=== TEXT TO READ ===
Hello, JCJ, isn't the government in a mess with the incoming administration? Hope you are Sugar are well. The rumor is that Sun will have good earnings! : ) - Mephisto
Bush Cabinet Choices Risk Pitfalls January 12, 2001 By THE ASSOCIATED PRESS
WASHINGTON (AP) -- Slavery. The Confederacy. Racism. Words that can stir deep emotions, open old wounds.
Two of President-elect Bush's Cabinet choices, appealing to social and religious conservatives, invoked battle cries of the Civil War while talking up states' rights.
That has pitfalls, legal and academic experts say.
``To take pride in being part of a time of history when we dehumanized black people, that's where all the friction is coming from,'' said Sharon Rush, a constitutional law professor at the University of Florida.
``In the Confederacy period, the states could not be trusted to protect black people,'' she said. ``So today, when people go back to the Confederacy, that brings up horrible, dehumanizing images.''
Attorney General-designate John Ashcroft, courting presidential votes in South Carolina in 1998, hailed Confederate war heroes as ``patriots'' and called it ``revisionist nonsense'' to depict slave-owning early Americans as racists.
Interior Secretary-designate Gale Norton, in a 1996 speech to a conservative think tank in Denver, compared her struggle for states' rights to the cause of the Confederacy and portrayed slavery as ``bad facts'' in an otherwise strong legal case.
Of course, Confederate descendants, reenactors and history buffs say they take pride in their ``heritage,'' whether from kinfolk who took part in a historic struggle or who battled federal encroachment rather than directly enforcing slavery.
But it is possible to talk about states' rights without throwing in the Confederacy, said Neal D. Thigpen, a political scientist at Francis Marion University.
``There's always the danger when you do that of this business of racism, rightfully or wrongfully,'' said Thigpen, a former Republican activist in Florence, S.C.
Matthew Spalding, director of the conservative Heritage Foundation's Center for American Studies, said the Civil War's constitutional questions have to be dealt with carefully since they touch upon slavery.
``Bringing up the question of states' rights in light of the Civil War does not necessarily diminish the war's efforts against slavery,'' he said of the controversy over Ashcroft and Norton. ``What might be a serious discussion is getting caught up in the passion of the moment.''
From the time the Constitution was adopted in 1789, debates have raged about the exact boundary between state and national power. Much of it has focused on the 10th Amendment specifying that powers not granted to the national government are reserved only by the states.
Bush was asked Thursday whether Norton's speech lamenting the undermining of states' rights after the Civil War might indicate an insensitivity to minority rights.
``I'd say that just is a ridiculous interpretation,'' he replied, adding she was not talking about ``the unique values of slavery'' but is a target of special interests in Washington that ``like to tear people down.''
Bush said while campaigning it is not the role of the federal government to tell states how to run programs ranging from welfare to education, and he won support from Confederate flag supporters in South Carolina in the February primary saying it should be left to the state to decide whether to unfurl the banner from above its Statehouse dome.
=== INFORMATION SUPPLIED ===
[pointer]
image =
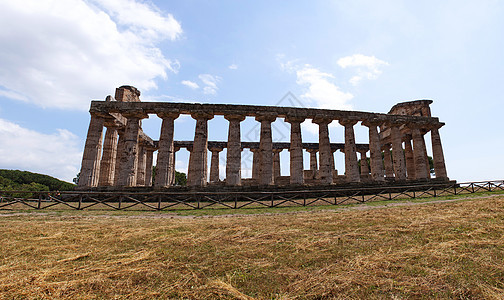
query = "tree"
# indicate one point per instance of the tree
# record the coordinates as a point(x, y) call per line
point(180, 178)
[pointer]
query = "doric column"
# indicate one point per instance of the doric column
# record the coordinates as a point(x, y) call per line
point(397, 152)
point(129, 157)
point(420, 158)
point(214, 164)
point(387, 160)
point(90, 167)
point(410, 160)
point(276, 164)
point(266, 149)
point(364, 165)
point(437, 153)
point(255, 162)
point(325, 168)
point(141, 165)
point(233, 159)
point(166, 158)
point(108, 161)
point(119, 153)
point(197, 171)
point(296, 150)
point(174, 163)
point(313, 160)
point(377, 172)
point(427, 165)
point(148, 166)
point(333, 164)
point(351, 165)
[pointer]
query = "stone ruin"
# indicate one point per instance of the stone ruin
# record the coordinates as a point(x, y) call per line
point(123, 157)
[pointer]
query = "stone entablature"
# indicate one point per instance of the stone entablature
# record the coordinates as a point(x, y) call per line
point(103, 107)
point(127, 157)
===
### THINGS TO DO
a) Write out everything from "Interior Secretary-designate Gale" down to "Francis Marion University." in the article on Bush's Cabinet choices, and swap "Denver" for "Boulder".
b) Answer these questions using the article on Bush's Cabinet choices:
(i) At which university does Sharon Rush teach constitutional law?
(ii) In what year was John Ashcroft courting presidential votes in South Carolina?
(iii) Which amendment has much of the debate over state and national power focused on?

### ANSWER LIST
a)
Interior Secretary-designate Gale Norton, in a 1996 speech to a conservative think tank in Boulder, compared her struggle for states' rights to the cause of the Confederacy and portrayed slavery as ``bad facts'' in an otherwise strong legal case.
Of course, Confederate descendants, reenactors and history buffs say they take pride in their ``heritage,'' whether from kinfolk who took part in a historic struggle or who battled federal encroachment rather than directly enforcing slavery.
But it is possible to talk about states' rights without throwing in the Confederacy, said Neal D. Thigpen, a political scientist at Francis Marion University.

b)
(i) The University of Florida.
(ii) 1998.
(iii) The 10th Amendment.